Required work →
Begin at the line that contains "One point goes on each instance of the metal" and repeat every line from there to the end of the records below, inclusive, without adding any other line.

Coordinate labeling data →

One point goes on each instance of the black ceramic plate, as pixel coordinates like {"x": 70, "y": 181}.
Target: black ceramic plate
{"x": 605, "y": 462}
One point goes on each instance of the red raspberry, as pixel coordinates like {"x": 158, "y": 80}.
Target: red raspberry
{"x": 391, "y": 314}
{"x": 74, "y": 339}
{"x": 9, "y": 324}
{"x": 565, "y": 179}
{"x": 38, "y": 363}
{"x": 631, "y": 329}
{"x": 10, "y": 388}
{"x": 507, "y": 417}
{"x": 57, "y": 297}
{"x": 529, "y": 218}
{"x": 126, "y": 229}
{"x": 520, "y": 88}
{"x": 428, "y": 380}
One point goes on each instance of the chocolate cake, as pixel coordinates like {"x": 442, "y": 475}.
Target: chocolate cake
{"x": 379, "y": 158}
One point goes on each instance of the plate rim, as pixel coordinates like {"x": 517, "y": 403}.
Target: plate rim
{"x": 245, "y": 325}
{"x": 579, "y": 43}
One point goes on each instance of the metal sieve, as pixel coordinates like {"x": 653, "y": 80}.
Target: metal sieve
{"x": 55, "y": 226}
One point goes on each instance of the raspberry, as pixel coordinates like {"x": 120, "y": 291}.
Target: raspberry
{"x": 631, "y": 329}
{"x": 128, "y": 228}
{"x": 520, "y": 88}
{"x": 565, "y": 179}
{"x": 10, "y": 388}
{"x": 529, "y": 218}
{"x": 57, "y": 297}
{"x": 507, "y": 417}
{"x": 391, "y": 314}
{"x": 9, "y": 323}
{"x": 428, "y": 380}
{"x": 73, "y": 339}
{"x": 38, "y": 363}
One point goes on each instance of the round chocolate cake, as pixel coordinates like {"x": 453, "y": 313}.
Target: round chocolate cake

Solution →
One point goes on each instance of the metal sieve, as pixel coordinates like {"x": 653, "y": 80}.
Target: metal sieve
{"x": 55, "y": 226}
One point goes on each instance of the raspberry, as pixel coordinates like {"x": 120, "y": 291}.
Target: raspberry
{"x": 631, "y": 329}
{"x": 128, "y": 228}
{"x": 520, "y": 88}
{"x": 565, "y": 179}
{"x": 10, "y": 388}
{"x": 529, "y": 218}
{"x": 57, "y": 297}
{"x": 507, "y": 417}
{"x": 391, "y": 314}
{"x": 9, "y": 323}
{"x": 428, "y": 380}
{"x": 73, "y": 339}
{"x": 38, "y": 363}
One point goes on each instance of the round chocolate cake, as pixel coordinates like {"x": 453, "y": 313}.
Target: round chocolate cake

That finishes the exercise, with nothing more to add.